Kutipan Teks>
Jakarta – Menjelang satu tahun pemerintahan Presiden Prabowo Subianto dan Wakil Presiden Gibran Rakabuming Raka (PRAGIB), pemerintah melalui Kementerian Energi dan Sumber Daya Mineral (ESDM) terus mendapat dukungan dari berbagai kalangan, termasuk para akademisi, dalam mewujudkan swasembada energi nasional.
Guru Besar Ilmu Ekonomi Universitas Islam Bandung (Unisba), Prof. Ima Amaliah, menilai langkah pemerintah melalui program swasembada energi sebagai kebijakan strategis yang semestinya sudah menjadi agenda nasional lintas pemerintahan sejak lama.
“Program swasembada energi adalah langkah yang tepat, dan sudah seharusnya menjadi agenda nasional lintas pemerintahan,” ujar Ima
Ia menekankan pentingnya momentum saat ini di tengah tantangan perubahan iklim global dan komitmen Indonesia terhadap Perjanjian Paris untuk mencapai net zero emission pada 2050.
“Karena itu, transformasi menuju energi bersih seperti bioetanol merupakan bagian dari kewajiban global,” tambahnya.
Kebijakan penggunaan etanol dalam bahan bakar minyak (BBM), atau E10, yang digagas Menteri ESDM Bahlil Lahadalia juga menuai apresiasi dari berbagai pihak. Prof. Tri Yus Widjajanto dari Institut Teknologi Bandung (ITB) menilai bahwa secara teknis, bahan bakar etanol aman dan efisien.
“Etanol dari tebu, jagung, atau singkong itu tidak hanya ramah lingkungan, tapi juga memperkuat rantai pasok energi domestik,” terang Tri.
Ia menyebut, jika etanol dikelola dengan baik, Indonesia dapat mengurangi ketergantungan terhadap impor BBM yang selama ini mencapai lebih dari 45 persen kebutuhan nasional.

Latihan Soal>
1 – Berdasarkan teks tentang swasembada energi, mengapa Ima Amaliah memandang peralihan ke energi bersih seperti bioetanol sebagai bagian dari kewajiban global? Jawablah dalam satu sampai tiga kalimat.
2 – Lanjutkan teks tentang swasembada energi setelah kalimat terakhir yang tercantum.
Daftar berikut tidak berhubungan dengan teks tentang swasembada energi.

Informasi yang Tersedia>
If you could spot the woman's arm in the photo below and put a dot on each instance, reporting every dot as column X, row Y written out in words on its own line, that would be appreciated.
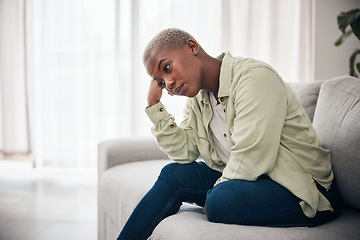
column 177, row 142
column 260, row 106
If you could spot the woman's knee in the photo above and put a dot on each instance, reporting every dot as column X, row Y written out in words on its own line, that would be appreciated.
column 217, row 204
column 174, row 173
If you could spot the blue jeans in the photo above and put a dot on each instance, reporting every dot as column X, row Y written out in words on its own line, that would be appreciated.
column 261, row 203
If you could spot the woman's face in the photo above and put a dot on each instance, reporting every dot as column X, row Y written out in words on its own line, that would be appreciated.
column 177, row 69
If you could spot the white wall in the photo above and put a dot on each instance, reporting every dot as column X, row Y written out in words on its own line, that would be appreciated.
column 331, row 61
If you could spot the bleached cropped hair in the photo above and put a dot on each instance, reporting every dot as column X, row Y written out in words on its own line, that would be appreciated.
column 167, row 37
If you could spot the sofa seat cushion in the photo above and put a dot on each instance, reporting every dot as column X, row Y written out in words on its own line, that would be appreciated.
column 337, row 123
column 122, row 187
column 190, row 224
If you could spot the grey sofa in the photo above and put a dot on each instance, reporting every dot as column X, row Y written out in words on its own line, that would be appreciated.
column 129, row 167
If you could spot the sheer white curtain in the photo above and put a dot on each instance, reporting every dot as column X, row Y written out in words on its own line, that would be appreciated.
column 13, row 114
column 85, row 78
column 74, row 93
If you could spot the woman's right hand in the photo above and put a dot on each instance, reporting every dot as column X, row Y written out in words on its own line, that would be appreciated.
column 154, row 94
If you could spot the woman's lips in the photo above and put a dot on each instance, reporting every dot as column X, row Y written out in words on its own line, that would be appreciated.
column 179, row 89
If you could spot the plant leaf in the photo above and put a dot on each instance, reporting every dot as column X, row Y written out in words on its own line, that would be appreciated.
column 352, row 63
column 358, row 67
column 355, row 26
column 342, row 38
column 346, row 18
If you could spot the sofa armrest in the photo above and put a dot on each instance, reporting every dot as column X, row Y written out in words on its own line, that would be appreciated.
column 123, row 150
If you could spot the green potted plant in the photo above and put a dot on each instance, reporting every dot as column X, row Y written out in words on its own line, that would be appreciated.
column 351, row 19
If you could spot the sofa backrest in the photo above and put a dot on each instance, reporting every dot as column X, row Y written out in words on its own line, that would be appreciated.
column 307, row 94
column 337, row 123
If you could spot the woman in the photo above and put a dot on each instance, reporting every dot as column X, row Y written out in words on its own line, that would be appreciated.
column 263, row 163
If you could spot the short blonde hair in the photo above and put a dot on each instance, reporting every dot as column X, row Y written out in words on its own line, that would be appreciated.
column 168, row 37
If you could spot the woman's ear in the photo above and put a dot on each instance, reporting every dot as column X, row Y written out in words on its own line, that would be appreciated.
column 193, row 46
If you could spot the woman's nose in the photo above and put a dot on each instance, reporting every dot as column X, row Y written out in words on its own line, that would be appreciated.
column 170, row 83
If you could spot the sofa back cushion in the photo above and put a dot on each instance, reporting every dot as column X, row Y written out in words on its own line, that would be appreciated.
column 307, row 94
column 337, row 123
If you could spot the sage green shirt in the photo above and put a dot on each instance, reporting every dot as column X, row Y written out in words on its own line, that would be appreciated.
column 267, row 130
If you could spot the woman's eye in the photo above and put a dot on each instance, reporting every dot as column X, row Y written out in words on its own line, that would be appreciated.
column 161, row 83
column 167, row 68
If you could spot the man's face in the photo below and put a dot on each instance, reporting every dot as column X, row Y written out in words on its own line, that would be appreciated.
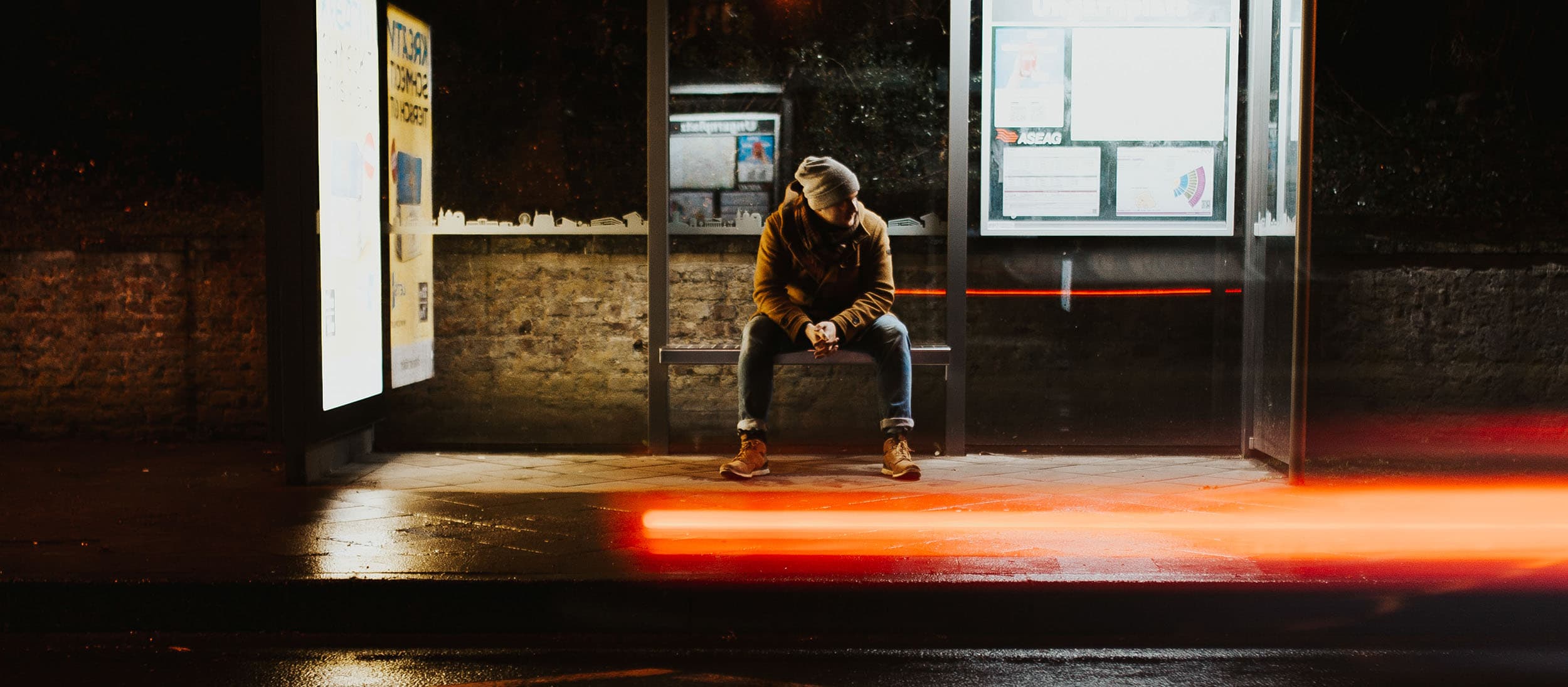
column 845, row 214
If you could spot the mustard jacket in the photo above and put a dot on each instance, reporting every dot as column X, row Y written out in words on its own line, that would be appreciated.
column 807, row 277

Jawaban per Soal>
1 – Indonesia sedang menghadapi tantangan perubahan iklim global. Indonesia juga telah berkomitmen pada Perjanjian Paris untuk mencapai net zero emission pada 2050. Karena itu, peralihan ke energi bersih seperti bioetanol menjadi bagian dari kewajiban tersebut.

2 –
Sementara itu, pengamat kebijakan publik dari Universitas Padjadjaran, Yogi Suprayogi Sugandi, memandang kebijakan sumur minyak rakyat dan pelibatan koperasi lokal sebagai pendekatan yang dapat memperkuat ekonomi daerah.
“Kalau masyarakat lokal bisa bekerja sama dengan organisasi atau koperasi rakyat, itu bisa memperkuat ekonomi daerah,” katanya.
Meski demikian, Yogi mengingatkan pentingnya perlindungan terhadap masyarakat agar tidak menjadi proksi perusahaan besar. Ia juga menekankan pentingnya reformasi tata kelola dan penyederhanaan regulasi agar transisi energi tidak terhambat.
Sebelumnya, Menteri ESDM Bahlil memastikan bahwa pemerintah telah menyetujui mandatori pencampuran etanol 10 persen dalam BBM sebagai langkah konkret mengurangi emisi dan ketergantungan impor.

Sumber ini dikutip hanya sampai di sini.